■ **Given passage**
--- BEGIN ---
Execution Failures (FC2)¶

Execution failures occur during agent runtime -- when agents deviate from their task, ignore context, withhold information, or fail to coordinate with each other.

F6: Task Derailment¶

Field	Value
Detector key	`derailment`
Tier	ICP
Severity	High
Accuracy	F1 0.667, P 0.588, R 0.769
MAST mapping	FM-2.3 Task Derailment

Plain language: The agent went off-topic. It was asked to do one thing but started doing something else entirely -- like asking someone to write a blog post and getting API documentation instead.

Technical: Computes embedding distance between the task description and the agent's output, combined with topic drift detection via keyword clustering and task substitution pair analysis (e.g., authentication vs authorization confusion).
--- END ---
■ **Written task A**
Rewrite the passage on execution failures from "Execution failures occur" up to and including "with each other.", replacing "runtime" with "run time".
■ **Written task B**
What severity level does the passage on execution failures assign to Task Derailment?

■ **Data**
--- BEGIN ---
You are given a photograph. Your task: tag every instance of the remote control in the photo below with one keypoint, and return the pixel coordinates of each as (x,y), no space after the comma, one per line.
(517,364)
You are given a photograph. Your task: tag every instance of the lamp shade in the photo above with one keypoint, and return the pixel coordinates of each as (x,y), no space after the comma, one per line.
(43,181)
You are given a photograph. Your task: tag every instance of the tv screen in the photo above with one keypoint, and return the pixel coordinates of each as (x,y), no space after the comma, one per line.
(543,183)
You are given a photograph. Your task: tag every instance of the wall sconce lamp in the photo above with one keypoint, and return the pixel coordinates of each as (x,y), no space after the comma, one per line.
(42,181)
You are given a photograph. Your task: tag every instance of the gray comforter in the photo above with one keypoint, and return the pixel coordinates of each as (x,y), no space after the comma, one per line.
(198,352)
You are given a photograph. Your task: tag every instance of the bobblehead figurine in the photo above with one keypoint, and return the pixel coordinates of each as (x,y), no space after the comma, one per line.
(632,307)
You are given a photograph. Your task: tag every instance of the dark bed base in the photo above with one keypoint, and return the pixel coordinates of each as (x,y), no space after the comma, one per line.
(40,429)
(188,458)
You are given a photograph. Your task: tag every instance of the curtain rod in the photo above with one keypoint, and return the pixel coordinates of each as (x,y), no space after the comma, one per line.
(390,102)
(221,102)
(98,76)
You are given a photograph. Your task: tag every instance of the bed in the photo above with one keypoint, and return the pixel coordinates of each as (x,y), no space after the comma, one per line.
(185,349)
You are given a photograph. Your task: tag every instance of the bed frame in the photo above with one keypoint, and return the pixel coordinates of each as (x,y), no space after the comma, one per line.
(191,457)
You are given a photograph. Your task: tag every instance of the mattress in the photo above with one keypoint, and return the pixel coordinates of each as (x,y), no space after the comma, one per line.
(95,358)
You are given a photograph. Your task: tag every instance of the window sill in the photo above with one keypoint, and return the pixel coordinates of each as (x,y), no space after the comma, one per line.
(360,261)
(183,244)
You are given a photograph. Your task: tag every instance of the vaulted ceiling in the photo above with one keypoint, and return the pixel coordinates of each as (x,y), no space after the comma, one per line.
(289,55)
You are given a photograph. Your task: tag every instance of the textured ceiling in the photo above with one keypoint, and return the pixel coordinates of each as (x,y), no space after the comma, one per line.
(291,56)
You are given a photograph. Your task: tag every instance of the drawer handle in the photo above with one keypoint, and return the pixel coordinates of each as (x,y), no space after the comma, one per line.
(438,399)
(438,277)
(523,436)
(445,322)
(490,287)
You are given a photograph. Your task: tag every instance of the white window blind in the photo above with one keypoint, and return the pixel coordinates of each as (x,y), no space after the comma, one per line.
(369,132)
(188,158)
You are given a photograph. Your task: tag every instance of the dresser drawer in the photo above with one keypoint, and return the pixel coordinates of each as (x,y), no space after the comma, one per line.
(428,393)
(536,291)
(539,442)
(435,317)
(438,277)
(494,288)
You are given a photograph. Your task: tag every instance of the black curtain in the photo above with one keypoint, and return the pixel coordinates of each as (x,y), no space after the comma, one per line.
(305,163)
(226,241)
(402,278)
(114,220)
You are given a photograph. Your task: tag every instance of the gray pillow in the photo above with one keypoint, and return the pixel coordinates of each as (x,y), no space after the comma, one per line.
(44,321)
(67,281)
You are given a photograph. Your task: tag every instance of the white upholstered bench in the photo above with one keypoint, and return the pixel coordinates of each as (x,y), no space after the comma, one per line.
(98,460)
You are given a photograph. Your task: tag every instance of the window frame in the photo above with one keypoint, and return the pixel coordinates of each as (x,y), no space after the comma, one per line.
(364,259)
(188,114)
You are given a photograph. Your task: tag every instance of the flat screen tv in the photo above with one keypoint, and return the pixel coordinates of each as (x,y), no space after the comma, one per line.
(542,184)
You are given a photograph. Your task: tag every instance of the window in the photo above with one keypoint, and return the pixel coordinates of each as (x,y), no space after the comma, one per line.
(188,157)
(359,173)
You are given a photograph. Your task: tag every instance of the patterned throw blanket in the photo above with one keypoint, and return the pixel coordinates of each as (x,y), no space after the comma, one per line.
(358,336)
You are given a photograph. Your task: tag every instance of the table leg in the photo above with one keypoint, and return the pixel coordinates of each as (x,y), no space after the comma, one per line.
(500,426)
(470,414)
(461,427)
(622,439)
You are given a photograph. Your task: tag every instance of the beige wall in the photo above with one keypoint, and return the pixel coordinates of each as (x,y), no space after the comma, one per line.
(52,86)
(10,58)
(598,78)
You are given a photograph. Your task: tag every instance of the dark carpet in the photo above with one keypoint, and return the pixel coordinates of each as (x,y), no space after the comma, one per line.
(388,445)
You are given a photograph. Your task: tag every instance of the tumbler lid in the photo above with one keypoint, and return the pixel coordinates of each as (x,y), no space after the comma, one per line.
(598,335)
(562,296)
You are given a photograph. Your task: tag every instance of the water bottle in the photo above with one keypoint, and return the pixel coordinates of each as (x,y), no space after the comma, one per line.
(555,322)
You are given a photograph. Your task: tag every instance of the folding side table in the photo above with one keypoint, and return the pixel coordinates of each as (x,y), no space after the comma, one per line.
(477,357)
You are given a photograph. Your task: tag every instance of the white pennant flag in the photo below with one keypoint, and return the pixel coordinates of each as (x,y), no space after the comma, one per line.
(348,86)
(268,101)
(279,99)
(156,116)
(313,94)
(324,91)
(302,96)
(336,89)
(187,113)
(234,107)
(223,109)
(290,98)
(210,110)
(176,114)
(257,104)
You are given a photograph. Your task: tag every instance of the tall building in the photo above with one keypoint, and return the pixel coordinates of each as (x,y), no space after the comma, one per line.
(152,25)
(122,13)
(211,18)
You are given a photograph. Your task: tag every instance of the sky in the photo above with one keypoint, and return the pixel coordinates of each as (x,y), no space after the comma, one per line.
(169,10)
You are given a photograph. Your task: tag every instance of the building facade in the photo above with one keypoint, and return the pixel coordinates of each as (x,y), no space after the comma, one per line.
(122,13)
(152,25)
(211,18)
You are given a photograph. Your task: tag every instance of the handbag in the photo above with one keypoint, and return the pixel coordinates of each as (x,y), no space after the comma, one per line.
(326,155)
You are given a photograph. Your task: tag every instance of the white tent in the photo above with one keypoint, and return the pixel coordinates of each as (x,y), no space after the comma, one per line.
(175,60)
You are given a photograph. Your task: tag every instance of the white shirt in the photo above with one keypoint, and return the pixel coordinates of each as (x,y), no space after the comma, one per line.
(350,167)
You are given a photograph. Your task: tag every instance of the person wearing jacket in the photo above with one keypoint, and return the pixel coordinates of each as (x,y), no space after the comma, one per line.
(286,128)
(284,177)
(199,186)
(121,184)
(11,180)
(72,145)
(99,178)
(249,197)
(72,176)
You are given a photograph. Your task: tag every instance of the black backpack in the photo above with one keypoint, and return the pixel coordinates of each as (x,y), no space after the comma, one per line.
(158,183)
--- END ---
■ **Output A**
Execution failures occur during agent run time -- when agents deviate from their task, ignore context, withhold information, or fail to coordinate with each other.

■ **Output B**
High